**What you need to do:** Reproduce all of the data below, swapping every occurrence of "planogram checker" for "shelf audit tool" and leaving everything else unchanged.

**Extracted data:**
----------------------------------------
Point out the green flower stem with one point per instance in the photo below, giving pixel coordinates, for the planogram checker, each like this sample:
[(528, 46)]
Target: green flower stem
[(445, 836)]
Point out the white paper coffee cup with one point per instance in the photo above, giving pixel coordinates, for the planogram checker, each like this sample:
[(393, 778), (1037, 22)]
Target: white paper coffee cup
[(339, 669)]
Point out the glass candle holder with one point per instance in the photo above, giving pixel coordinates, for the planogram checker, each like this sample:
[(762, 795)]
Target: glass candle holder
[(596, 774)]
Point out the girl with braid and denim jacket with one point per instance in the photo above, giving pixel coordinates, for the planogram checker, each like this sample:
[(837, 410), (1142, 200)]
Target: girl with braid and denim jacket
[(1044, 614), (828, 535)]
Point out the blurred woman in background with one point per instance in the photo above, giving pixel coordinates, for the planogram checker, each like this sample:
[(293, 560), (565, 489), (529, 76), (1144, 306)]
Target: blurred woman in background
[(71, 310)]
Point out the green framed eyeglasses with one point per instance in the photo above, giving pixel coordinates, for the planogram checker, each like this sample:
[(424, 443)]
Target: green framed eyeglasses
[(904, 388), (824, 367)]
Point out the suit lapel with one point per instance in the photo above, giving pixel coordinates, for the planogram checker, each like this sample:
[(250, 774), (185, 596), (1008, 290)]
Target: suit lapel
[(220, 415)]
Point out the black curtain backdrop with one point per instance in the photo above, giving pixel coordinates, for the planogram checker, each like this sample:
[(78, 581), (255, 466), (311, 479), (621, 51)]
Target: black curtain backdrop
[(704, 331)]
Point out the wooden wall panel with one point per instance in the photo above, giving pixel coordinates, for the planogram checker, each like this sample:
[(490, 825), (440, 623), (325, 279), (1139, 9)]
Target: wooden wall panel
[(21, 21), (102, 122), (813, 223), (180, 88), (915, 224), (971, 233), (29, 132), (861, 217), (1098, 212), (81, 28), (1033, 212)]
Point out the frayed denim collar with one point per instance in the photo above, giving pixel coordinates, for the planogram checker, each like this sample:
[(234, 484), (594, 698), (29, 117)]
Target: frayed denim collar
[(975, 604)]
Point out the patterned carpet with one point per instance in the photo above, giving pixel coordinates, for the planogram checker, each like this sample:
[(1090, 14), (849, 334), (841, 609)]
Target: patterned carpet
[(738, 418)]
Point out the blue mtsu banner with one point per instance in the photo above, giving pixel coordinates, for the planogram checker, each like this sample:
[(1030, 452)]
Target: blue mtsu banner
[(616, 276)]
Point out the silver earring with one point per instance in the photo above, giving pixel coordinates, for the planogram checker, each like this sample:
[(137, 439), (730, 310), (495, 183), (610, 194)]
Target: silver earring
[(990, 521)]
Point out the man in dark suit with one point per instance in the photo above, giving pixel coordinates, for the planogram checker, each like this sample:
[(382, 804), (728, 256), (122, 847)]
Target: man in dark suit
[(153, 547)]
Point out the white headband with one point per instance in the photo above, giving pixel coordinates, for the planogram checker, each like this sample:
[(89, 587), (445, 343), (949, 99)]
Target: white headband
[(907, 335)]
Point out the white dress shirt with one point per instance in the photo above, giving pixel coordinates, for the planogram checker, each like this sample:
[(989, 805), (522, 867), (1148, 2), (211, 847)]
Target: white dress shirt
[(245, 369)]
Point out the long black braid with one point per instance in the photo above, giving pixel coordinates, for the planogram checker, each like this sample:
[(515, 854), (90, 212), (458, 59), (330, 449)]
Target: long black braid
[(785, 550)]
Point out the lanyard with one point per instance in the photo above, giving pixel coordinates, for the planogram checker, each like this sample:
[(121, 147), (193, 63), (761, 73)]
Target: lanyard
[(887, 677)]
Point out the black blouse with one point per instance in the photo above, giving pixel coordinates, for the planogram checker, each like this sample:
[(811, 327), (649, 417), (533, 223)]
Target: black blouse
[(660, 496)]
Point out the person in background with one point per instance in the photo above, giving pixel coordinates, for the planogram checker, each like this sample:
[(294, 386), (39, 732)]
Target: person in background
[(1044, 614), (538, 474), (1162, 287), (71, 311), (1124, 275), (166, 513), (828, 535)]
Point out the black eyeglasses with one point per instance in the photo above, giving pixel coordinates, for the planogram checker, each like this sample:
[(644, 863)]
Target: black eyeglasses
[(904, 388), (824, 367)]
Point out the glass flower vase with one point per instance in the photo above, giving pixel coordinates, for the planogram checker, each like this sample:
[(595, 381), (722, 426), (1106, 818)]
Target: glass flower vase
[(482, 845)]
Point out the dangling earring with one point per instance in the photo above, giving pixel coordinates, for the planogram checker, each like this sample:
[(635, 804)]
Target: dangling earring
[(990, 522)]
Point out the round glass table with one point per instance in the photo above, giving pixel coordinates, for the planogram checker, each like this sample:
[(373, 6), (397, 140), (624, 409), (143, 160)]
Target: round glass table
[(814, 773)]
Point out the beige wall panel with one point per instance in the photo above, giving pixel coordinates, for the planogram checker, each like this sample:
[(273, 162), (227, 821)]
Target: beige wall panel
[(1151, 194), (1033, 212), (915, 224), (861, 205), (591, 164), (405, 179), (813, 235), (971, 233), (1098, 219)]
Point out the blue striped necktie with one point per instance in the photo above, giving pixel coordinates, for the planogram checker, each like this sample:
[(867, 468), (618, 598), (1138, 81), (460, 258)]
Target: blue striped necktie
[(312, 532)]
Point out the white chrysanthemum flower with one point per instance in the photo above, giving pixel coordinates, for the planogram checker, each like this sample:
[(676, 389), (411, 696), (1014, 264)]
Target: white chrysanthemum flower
----------------------------------------
**Solution:**
Point out the green flower stem with one point per instance in the photo below, giving pixel coordinates, for the shelf audit tool, each like this sample:
[(528, 46)]
Target: green flower stem
[(445, 836)]
Point out the white paper coffee cup with one point per instance in the photo above, giving pixel coordinates, for the shelf audit tool, each like this sample:
[(393, 778), (1037, 22)]
Target: white paper coffee cup
[(339, 669)]
Point out the glass candle holder with one point per instance in the photo above, giving pixel coordinates, for the shelf audit tool, each like this sample:
[(762, 795)]
Target: glass candle holder
[(596, 774)]
Point out the girl with braid and denim jacket with one point per instance in the photo above, giving pixel coordinates, for the shelf audit tool, each like this sample:
[(837, 410), (1142, 200)]
Target: girl with braid and denim jacket
[(1044, 614), (828, 535)]
Point out the blurred woman in background with one point per instance in the photo above, giving pixel coordinates, for the shelf audit tool, each like this sample:
[(293, 560), (565, 489), (529, 76), (1144, 306)]
Target: blurred woman in background
[(71, 310)]
Point out the green framed eyeglasses with one point per instance in the photo above, giving pixel coordinates, for the shelf audit tool, each like this sample:
[(424, 443)]
Target: green framed eyeglasses
[(904, 388), (824, 367)]
Point out the suit lapel with one point per instance in the photo above, giving pixel coordinates, for the shelf audit tool, each like this sample:
[(250, 774), (185, 596), (1008, 290)]
Target: suit lapel
[(220, 415)]
Point out the black curtain backdrop with one point per instance in the photo above, giving pixel coordinates, for the shelf audit tool, each like this sample:
[(78, 581), (255, 466), (311, 479), (621, 51)]
Target: black curtain backdrop
[(704, 331)]
Point out the wooden wall panel with one point per instance in the photo above, giving pixel coordinates, for the shelf audit tool, each like this sample:
[(490, 825), (440, 623), (325, 279), (1139, 9)]
Target: wooden wall panel
[(21, 21), (102, 122), (813, 223), (180, 88), (915, 224), (971, 233), (29, 132), (861, 217), (1098, 212), (81, 28), (1033, 212)]
Point out the frayed denim collar with one point per instance in the photo above, giving pixel coordinates, for the shelf audit tool, each like this sample:
[(234, 484), (594, 698), (29, 117)]
Target: frayed denim collar
[(975, 604)]
Point out the patterned carpet with one point per instance in the photo above, giving pixel coordinates, for the shelf audit tool, each like this sample:
[(1090, 14), (849, 334), (841, 609)]
Target: patterned carpet
[(738, 418)]
Point out the blue mtsu banner with one point per instance in the photo above, giving pixel coordinates, for the shelf audit tool, each like this sample:
[(1030, 452)]
Target: blue mtsu banner
[(616, 276)]
Point out the silver earring with one point per instance in the photo above, giving pixel coordinates, for the shelf audit tool, each like this sample:
[(137, 439), (730, 310), (495, 183), (610, 194)]
Target: silver earring
[(990, 521)]
Point out the man in dark suit with one point per instance in the photo above, giving pixel coordinates, for the shelf audit tool, each like this sample:
[(382, 804), (728, 256), (122, 847)]
Target: man in dark suit
[(153, 547)]
Point out the white headband with one point per instance in the photo above, giving pixel coordinates, for the shelf audit tool, each like this sample:
[(89, 587), (445, 343), (949, 99)]
Target: white headband
[(907, 335)]
Point out the white dress shirt with one point per instance in the photo above, giving pixel coordinates, for the shelf audit tool, each like this sample:
[(989, 805), (522, 867), (1148, 2), (211, 847)]
Target: white dress shirt
[(245, 369)]
Point out the long black braid with one point per instance in the photo above, giving pixel coordinates, for the shelf audit tool, each like this sample:
[(515, 854), (90, 212), (458, 59), (330, 449)]
Target: long black braid
[(785, 550)]
Point out the lanyard with one point per instance in the photo above, giving pixel coordinates, for the shelf audit tool, each like this sample:
[(121, 147), (193, 63), (761, 73)]
Target: lanyard
[(887, 677)]
Point out the black blouse with one point per instance in the photo above, giving pixel coordinates, for the shelf audit tool, each like this sample:
[(811, 327), (649, 417), (533, 223)]
Target: black blouse
[(660, 496)]
Point out the person in background with one point per instance in the photo above, giving pixel coordinates, for the shelf audit tool, each like this sample:
[(294, 386), (39, 732)]
Target: person in background
[(1044, 614), (538, 474), (1162, 287), (71, 311), (1124, 275), (166, 513), (828, 535)]
Point out the black eyeglasses with one point per instance in the photo above, giving pixel coordinates, for the shelf audit tool, each like this sample:
[(644, 863)]
Target: black eyeglasses
[(904, 388), (824, 367)]
Point out the glass flower vase with one point per instance in the photo above, giving pixel coordinates, for the shelf audit tool, each like this sample:
[(595, 381), (722, 426), (1106, 818)]
Target: glass flower vase
[(482, 845)]
Point out the dangling earring with one point per instance in the photo above, giving pixel coordinates, for the shelf audit tool, each like this sample:
[(635, 804)]
Target: dangling earring
[(990, 522)]
Point out the round glass table with one point per instance in the photo above, giving pixel coordinates, for the shelf audit tool, each like this sample:
[(373, 6), (397, 140), (624, 409), (143, 160)]
Target: round glass table
[(814, 773)]
Point out the beige wall panel with one point per instance in the photo above, giving pixel coordinates, for the shelf audit tool, each like this sample:
[(273, 162), (227, 821)]
Target: beige wall panel
[(1151, 194), (1033, 212), (915, 224), (861, 205), (591, 164), (405, 179), (813, 235), (971, 233), (1098, 219)]
Point out the blue striped necktie with one point per instance in the photo above, giving pixel coordinates, for the shelf audit tool, each like this sample:
[(867, 468), (618, 598), (1138, 81), (460, 258)]
Target: blue striped necktie
[(312, 532)]
Point out the white chrysanthemum flower with one point per instance in the photo above, giving pixel coordinates, for the shelf audit tool, each like this sample:
[(676, 389), (411, 696), (1014, 264)]
Target: white chrysanthemum flower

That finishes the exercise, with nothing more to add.